▶ [AIM A]: Express the records as a Markdown table with columns named Row and Content, covering everything from the line containing "Annotation task — identify one point per instance of the brown" down to the end of the records. Number each row and leave out blank lines.

▶ [EXTRACT PROVIDED]:
+---+

DependentName: STRING (REQUIRED)
The name of the importing package version.
DependentVersion: STRING (REQUIRED)
The version of the importing package version.
MinimumDepth: INTEGER
The minimum depth of this dependency from the root.
DependentIsHighestReleaseWithResolution: BOOLEAN
This value is true if the version of the dependent was the highest release of the respective package with a dependency resolution available at the time of snapshot.

DependentsLatest

This view contains the most recent snapshot in the Dependents table.

NuGetRequirements

This table stores the requirements for NuGet package-versions. Note that the term ‘dependency’ is used within this table to mean ‘a single unresolved requirement’ to be consistent with how the term is used in the NuGet ecosystem. This is different to how it is used elsewhere in this schema.

+---+

▶ [INPUT DATA]:
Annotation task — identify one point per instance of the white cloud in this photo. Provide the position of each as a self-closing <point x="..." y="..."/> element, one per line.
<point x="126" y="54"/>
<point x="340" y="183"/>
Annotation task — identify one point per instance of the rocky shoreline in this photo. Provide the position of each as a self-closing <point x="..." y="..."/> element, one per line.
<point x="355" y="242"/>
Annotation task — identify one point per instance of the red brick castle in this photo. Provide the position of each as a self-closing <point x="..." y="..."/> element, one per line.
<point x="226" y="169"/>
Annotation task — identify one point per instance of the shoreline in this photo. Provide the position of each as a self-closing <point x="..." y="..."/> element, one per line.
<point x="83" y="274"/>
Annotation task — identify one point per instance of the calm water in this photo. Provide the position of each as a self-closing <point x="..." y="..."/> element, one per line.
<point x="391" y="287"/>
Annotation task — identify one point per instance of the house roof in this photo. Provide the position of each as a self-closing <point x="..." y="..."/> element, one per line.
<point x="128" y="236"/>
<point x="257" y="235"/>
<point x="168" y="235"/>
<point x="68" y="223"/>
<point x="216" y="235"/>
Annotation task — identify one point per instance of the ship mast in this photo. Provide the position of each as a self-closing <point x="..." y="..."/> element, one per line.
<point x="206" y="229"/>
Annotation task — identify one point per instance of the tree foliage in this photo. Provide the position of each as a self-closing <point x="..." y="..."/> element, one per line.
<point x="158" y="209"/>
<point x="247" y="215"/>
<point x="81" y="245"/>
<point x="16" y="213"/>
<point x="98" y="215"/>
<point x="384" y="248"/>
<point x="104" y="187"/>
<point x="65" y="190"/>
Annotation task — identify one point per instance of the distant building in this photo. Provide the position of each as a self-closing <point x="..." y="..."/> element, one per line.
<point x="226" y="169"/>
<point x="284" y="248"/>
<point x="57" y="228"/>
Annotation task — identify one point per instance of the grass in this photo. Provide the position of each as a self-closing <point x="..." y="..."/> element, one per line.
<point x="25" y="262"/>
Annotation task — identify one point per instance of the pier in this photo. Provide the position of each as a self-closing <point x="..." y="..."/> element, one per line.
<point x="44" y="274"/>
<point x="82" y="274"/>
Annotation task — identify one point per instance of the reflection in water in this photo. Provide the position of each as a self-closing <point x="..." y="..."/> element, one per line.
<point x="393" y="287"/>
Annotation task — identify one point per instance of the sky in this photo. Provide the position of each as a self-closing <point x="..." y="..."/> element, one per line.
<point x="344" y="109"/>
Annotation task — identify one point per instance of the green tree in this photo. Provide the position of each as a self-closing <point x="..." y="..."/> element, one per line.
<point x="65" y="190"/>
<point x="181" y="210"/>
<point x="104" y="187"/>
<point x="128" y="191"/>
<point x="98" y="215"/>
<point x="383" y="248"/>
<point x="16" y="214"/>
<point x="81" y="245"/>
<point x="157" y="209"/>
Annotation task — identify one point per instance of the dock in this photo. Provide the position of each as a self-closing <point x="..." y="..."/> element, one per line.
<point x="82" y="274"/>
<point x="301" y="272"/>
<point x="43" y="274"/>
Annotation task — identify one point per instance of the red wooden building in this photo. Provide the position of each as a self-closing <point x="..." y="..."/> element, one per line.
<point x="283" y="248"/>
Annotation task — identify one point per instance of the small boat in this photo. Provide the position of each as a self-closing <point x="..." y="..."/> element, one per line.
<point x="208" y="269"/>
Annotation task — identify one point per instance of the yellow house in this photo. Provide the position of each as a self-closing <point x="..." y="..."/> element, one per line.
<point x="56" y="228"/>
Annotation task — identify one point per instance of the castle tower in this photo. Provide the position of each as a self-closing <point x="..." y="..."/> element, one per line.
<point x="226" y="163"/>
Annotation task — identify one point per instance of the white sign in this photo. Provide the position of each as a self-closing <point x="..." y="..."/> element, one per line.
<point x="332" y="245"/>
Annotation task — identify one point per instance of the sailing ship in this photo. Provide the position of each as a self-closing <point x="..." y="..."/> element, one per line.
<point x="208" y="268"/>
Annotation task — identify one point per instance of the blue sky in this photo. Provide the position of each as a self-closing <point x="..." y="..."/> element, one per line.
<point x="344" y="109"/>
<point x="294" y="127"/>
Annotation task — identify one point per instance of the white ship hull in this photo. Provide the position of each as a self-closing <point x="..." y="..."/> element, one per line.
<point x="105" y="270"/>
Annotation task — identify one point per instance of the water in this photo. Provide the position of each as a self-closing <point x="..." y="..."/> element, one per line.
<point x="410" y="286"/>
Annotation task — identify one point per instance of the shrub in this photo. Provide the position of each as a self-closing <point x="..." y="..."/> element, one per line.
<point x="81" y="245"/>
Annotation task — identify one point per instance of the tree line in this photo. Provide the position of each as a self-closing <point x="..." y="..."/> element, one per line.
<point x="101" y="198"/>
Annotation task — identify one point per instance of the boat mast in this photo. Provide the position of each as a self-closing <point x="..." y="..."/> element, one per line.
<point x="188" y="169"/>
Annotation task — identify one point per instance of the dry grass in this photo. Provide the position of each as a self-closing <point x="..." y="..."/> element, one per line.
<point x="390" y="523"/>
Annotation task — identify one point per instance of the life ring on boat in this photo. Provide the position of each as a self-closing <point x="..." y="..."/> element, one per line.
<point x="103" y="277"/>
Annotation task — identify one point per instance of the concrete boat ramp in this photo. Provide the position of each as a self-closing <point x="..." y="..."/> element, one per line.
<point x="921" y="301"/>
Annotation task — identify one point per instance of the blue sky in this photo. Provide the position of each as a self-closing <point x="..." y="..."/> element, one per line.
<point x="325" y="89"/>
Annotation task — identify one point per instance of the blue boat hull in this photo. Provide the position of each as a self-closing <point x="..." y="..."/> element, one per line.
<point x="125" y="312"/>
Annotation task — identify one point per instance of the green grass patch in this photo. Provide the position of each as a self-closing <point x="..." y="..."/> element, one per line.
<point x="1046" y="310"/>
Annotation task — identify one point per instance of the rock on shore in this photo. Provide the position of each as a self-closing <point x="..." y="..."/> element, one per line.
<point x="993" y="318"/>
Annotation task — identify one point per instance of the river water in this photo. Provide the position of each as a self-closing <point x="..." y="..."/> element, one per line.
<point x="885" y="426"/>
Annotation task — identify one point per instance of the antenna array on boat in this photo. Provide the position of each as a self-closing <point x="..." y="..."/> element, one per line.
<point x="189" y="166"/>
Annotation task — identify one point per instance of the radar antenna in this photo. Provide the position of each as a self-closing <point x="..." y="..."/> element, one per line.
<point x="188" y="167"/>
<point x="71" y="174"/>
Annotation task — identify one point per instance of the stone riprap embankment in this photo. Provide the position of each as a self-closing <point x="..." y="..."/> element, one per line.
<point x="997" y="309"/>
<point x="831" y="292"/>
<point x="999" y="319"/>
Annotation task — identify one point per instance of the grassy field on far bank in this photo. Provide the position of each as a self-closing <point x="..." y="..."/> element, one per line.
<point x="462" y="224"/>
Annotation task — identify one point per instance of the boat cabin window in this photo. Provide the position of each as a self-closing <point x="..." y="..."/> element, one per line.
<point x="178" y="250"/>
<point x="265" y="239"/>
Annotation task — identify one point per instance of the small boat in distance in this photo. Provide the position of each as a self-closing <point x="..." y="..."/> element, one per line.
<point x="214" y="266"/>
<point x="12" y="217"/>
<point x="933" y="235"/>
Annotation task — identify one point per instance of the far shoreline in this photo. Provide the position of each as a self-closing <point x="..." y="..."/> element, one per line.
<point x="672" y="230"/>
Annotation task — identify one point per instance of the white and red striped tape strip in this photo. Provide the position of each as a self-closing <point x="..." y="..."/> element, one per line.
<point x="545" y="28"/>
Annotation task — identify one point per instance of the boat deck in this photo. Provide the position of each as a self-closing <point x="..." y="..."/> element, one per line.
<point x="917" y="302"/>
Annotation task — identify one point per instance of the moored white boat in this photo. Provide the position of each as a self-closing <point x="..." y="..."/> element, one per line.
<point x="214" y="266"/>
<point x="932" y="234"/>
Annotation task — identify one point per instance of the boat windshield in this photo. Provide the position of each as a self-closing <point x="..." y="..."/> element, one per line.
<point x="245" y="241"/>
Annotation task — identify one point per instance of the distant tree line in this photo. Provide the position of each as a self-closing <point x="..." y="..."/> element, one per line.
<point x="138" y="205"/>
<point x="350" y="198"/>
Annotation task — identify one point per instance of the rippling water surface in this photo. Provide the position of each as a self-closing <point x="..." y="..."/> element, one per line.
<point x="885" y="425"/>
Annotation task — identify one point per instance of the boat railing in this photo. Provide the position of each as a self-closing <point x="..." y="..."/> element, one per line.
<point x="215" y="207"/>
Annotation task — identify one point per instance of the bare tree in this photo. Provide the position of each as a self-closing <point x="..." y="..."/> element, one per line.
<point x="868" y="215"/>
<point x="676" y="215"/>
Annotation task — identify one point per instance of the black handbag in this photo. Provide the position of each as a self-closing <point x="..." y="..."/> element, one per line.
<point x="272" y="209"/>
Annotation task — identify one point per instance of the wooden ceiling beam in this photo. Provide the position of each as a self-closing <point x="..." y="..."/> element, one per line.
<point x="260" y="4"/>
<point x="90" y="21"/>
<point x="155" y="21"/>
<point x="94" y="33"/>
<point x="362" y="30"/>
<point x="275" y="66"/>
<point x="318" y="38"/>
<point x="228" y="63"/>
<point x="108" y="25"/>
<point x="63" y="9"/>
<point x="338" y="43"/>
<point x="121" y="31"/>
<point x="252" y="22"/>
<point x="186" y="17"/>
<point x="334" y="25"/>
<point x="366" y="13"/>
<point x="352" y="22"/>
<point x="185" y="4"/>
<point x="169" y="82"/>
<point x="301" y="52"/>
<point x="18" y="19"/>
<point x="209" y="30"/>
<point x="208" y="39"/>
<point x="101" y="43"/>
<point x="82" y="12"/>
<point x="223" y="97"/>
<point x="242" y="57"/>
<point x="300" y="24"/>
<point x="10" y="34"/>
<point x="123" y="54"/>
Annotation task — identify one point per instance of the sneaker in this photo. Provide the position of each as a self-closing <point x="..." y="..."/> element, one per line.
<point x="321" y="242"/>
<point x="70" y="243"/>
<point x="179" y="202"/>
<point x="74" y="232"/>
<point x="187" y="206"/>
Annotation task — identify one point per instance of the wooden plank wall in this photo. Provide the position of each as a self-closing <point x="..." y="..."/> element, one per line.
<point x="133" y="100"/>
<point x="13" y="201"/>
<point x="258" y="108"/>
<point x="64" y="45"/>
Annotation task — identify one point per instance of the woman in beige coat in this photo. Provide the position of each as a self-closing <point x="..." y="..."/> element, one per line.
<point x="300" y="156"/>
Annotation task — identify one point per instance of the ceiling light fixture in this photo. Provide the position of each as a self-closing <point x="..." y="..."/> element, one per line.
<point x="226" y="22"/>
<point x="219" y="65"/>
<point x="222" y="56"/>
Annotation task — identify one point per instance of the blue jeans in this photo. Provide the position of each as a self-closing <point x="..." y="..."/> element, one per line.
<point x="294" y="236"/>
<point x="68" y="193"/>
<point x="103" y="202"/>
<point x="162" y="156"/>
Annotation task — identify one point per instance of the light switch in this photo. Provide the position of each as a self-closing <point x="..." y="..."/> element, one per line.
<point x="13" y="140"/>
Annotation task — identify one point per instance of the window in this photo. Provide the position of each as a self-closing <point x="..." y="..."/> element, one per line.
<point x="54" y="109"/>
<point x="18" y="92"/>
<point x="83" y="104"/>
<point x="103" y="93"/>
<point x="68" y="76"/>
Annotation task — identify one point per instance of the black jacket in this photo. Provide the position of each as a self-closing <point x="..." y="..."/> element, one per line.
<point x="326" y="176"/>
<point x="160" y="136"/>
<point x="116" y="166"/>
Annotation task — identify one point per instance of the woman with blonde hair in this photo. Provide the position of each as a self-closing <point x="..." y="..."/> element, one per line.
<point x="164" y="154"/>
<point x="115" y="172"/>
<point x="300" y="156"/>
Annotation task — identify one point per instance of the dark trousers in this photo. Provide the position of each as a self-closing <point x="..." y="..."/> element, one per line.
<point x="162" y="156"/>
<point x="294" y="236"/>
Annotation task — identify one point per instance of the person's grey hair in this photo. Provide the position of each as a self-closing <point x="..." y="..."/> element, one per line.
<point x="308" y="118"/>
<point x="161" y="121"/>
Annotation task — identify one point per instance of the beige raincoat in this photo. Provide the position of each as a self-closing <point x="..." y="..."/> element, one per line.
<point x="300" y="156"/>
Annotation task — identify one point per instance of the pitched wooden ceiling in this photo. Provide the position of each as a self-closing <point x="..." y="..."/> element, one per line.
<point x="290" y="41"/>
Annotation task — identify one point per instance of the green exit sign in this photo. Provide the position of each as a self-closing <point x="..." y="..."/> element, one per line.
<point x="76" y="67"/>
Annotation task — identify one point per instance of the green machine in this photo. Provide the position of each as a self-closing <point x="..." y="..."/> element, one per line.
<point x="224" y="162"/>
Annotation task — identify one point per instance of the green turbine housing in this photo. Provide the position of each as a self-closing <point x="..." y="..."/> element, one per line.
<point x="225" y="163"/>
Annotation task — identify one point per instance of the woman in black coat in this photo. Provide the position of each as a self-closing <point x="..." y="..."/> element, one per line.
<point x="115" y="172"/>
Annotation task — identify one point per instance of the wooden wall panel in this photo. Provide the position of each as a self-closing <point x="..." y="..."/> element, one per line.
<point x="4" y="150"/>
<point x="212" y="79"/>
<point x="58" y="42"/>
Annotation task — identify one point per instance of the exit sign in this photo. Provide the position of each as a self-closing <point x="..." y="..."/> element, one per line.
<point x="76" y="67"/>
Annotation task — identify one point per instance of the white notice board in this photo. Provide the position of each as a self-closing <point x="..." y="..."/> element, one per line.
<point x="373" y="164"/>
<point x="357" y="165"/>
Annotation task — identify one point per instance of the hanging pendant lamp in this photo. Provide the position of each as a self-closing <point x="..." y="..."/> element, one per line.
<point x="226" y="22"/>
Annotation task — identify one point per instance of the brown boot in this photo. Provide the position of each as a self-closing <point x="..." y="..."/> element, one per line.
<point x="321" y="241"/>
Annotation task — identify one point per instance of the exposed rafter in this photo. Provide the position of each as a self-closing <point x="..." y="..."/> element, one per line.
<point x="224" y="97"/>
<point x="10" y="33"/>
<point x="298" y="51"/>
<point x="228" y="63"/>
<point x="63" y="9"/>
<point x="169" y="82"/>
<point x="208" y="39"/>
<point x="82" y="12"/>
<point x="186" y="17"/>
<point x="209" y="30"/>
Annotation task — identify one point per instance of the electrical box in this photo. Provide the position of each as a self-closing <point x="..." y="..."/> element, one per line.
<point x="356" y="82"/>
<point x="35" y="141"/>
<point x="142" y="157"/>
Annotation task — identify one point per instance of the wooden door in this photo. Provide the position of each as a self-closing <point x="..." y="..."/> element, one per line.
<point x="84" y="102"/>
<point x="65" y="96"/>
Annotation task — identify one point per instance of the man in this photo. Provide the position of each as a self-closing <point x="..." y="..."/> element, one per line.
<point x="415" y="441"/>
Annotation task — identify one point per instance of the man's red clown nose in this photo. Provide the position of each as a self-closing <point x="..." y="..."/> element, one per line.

+---+

▶ [AIM B]: Translate this sentence from the package schema text into Spanish: "This view contains the most recent snapshot in the Dependents table."

▶ [TASK RESPONSE A]:
| Row | Content |
|---|---|
| 1 | Annotation task — identify one point per instance of the brown boot in this photo. Provide the position of each as a self-closing <point x="..." y="..."/> element, one per line. |
| 2 | <point x="321" y="241"/> |
| 3 | Annotation task — identify one point per instance of the exposed rafter in this photo. Provide the position of each as a self-closing <point x="..." y="..."/> element, one per line. |
| 4 | <point x="224" y="97"/> |
| 5 | <point x="10" y="33"/> |
| 6 | <point x="298" y="51"/> |
| 7 | <point x="228" y="63"/> |
| 8 | <point x="63" y="9"/> |
| 9 | <point x="169" y="82"/> |
| 10 | <point x="208" y="39"/> |
| 11 | <point x="82" y="12"/> |
| 12 | <point x="186" y="17"/> |
| 13 | <point x="209" y="30"/> |
| 14 | Annotation task — identify one point per instance of the electrical box in this photo. Provide the position of each as a self-closing <point x="..." y="..."/> element, one per line. |
| 15 | <point x="356" y="82"/> |
| 16 | <point x="35" y="141"/> |
| 17 | <point x="142" y="157"/> |
| 18 | Annotation task — identify one point per instance of the wooden door in this photo. Provide the position of each as a self-closing <point x="..." y="..."/> element, one per line. |
| 19 | <point x="84" y="102"/> |
| 20 | <point x="65" y="96"/> |
| 21 | Annotation task — identify one point per instance of the man in this photo. Provide the position of each as a self-closing <point x="..." y="..."/> element, one per line. |
| 22 | <point x="415" y="441"/> |
| 23 | Annotation task — identify one point per instance of the man's red clown nose in this photo. Provide the position of each as a self-closing <point x="..." y="..."/> element, one per line. |

▶ [TASK RESPONSE B]: Esta vista contiene la instantánea más reciente de la tabla Dependents.